Do this
Recast all of the records below as a numbered list, leaving out any blank lines.

Input

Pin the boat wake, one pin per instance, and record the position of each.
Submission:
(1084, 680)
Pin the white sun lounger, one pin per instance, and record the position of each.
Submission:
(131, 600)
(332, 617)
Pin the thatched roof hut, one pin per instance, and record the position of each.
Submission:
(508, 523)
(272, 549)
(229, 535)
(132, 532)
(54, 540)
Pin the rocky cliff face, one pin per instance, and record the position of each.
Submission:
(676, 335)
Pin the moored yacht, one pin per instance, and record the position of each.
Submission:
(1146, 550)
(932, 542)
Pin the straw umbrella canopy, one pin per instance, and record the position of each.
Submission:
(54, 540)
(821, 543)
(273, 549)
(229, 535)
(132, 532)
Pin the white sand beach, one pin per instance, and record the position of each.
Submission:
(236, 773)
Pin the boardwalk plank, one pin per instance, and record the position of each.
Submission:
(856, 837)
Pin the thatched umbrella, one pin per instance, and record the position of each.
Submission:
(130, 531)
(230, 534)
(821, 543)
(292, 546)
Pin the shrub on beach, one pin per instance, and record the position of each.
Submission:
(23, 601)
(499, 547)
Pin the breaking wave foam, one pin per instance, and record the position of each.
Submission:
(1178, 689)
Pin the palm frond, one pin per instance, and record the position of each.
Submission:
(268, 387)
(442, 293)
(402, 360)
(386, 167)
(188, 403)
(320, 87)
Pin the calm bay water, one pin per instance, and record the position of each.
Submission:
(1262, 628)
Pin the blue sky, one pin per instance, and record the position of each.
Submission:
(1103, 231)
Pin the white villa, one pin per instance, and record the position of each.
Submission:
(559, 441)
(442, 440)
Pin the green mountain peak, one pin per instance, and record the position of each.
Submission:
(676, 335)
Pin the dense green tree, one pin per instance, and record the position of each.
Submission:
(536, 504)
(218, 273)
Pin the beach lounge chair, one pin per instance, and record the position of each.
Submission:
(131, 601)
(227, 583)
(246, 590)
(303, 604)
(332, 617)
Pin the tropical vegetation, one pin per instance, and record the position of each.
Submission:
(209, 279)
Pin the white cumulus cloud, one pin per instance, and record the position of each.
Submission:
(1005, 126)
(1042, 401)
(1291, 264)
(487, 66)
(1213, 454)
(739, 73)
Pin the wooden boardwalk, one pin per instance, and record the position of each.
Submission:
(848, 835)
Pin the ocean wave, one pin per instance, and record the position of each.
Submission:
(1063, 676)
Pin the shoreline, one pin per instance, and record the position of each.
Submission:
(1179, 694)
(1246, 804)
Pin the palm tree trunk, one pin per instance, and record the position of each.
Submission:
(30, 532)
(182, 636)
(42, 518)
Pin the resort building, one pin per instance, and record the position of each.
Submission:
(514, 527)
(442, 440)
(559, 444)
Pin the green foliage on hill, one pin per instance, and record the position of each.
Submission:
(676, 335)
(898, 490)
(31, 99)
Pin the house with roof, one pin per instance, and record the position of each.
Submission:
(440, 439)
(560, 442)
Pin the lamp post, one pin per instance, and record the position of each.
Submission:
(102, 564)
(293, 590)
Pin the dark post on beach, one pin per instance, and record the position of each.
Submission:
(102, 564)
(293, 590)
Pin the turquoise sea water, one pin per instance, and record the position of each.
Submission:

Result below
1. Pin the boat wake, one pin per instance, and record the position of each.
2. Submission:
3. (1084, 680)
4. Pin the white sun lounger, one pin per instance, and record the position of each.
5. Submission:
6. (131, 600)
7. (332, 617)
8. Pin the thatched roof hut, one pin per instance, and record the position of each.
9. Submission:
10. (508, 523)
11. (272, 549)
12. (229, 535)
13. (132, 532)
14. (54, 540)
15. Pin the rocky cliff face, one pin per instance, and record the position of each.
16. Submission:
17. (676, 335)
18. Pin the moored yacht, one pin per instance, and record the position of each.
19. Submission:
20. (1146, 550)
21. (932, 542)
22. Pin the straw umbrella canopy, one pin per instance, and record the position of each.
23. Submission:
24. (54, 540)
25. (821, 543)
26. (273, 549)
27. (229, 535)
28. (132, 532)
29. Pin the white sand beach, one pin per instance, and record the position of each.
30. Submission:
31. (236, 773)
32. Pin the boardwalk plank, one pin per instance, and record the position of each.
33. Submission:
34. (856, 837)
35. Pin the thatched umbrella, one pin per instance, and record the position of each.
36. Submission:
37. (130, 531)
38. (230, 534)
39. (821, 543)
40. (292, 546)
41. Pin the shrub on beach, one pin per instance, and record the position of each.
42. Submission:
43. (23, 601)
44. (499, 547)
45. Pin the breaking wave foam, one pin per instance, and record the position of each.
46. Submission:
47. (1178, 689)
48. Pin the palm frond, one pin per instance, and record the position of each.
49. Submission:
50. (268, 387)
51. (442, 293)
52. (402, 360)
53. (386, 167)
54. (188, 403)
55. (320, 87)
56. Pin the calm bay water, one pin per instance, and record the position of each.
57. Submission:
58. (1262, 628)
59. Pin the blue sky, one pin per instance, and record the position of each.
60. Submission:
61. (1103, 231)
62. Pin the white villa, one pin per instance, and record the position of each.
63. Submission:
64. (559, 441)
65. (442, 440)
66. Pin the green mountain peak, one pin per instance, and record the position of each.
67. Submission:
68. (676, 335)
69. Pin the dense green tree, one pin per instance, and record the position of each.
70. Submission:
71. (536, 504)
72. (218, 273)
73. Pin the beach lounge chair, one pin per instance, and record the position of each.
74. Submission:
75. (131, 601)
76. (227, 583)
77. (246, 590)
78. (303, 604)
79. (332, 617)
80. Pin the tropical vegetation, one pin per instance, and record the position of each.
81. Submission:
82. (209, 279)
83. Pin the white cumulus cloud, one pin per instance, and record the position of each.
84. Submission:
85. (1005, 126)
86. (1042, 401)
87. (1291, 264)
88. (487, 66)
89. (1213, 454)
90. (739, 73)
91. Pin the wooden boardwalk, one pin per instance, and record the position of each.
92. Submission:
93. (848, 835)
94. Pin the ocean wave, one pin per instance, and record the position of each.
95. Submission:
96. (1063, 676)
97. Pin the shoreline, one pin per instance, and record the position of each.
98. Submission:
99. (1179, 694)
100. (1246, 804)
101. Pin the palm tree trunk, one pin per instance, and record the position of each.
102. Submission:
103. (30, 532)
104. (182, 636)
105. (42, 518)
106. Pin the resort building, one pin per instance, and record the position of each.
107. Submission:
108. (514, 527)
109. (442, 440)
110. (559, 444)
111. Pin the green foliage on hill, one pin per instance, and record the position of each.
112. Submission:
113. (676, 335)
114. (898, 490)
115. (31, 99)
116. Pin the house with roof, one pin per instance, and record the position of each.
117. Submission:
118. (440, 439)
119. (560, 442)
120. Pin the lamp post, one pin per instance, and record the position of each.
121. Submission:
122. (102, 564)
123. (293, 590)
124. Pin the dark post on beach, one pin per instance, and record the position of each.
125. Submission:
126. (102, 564)
127. (293, 590)
128. Pin the turquoise sea water, one pin per instance, and record the position of each.
129. Submission:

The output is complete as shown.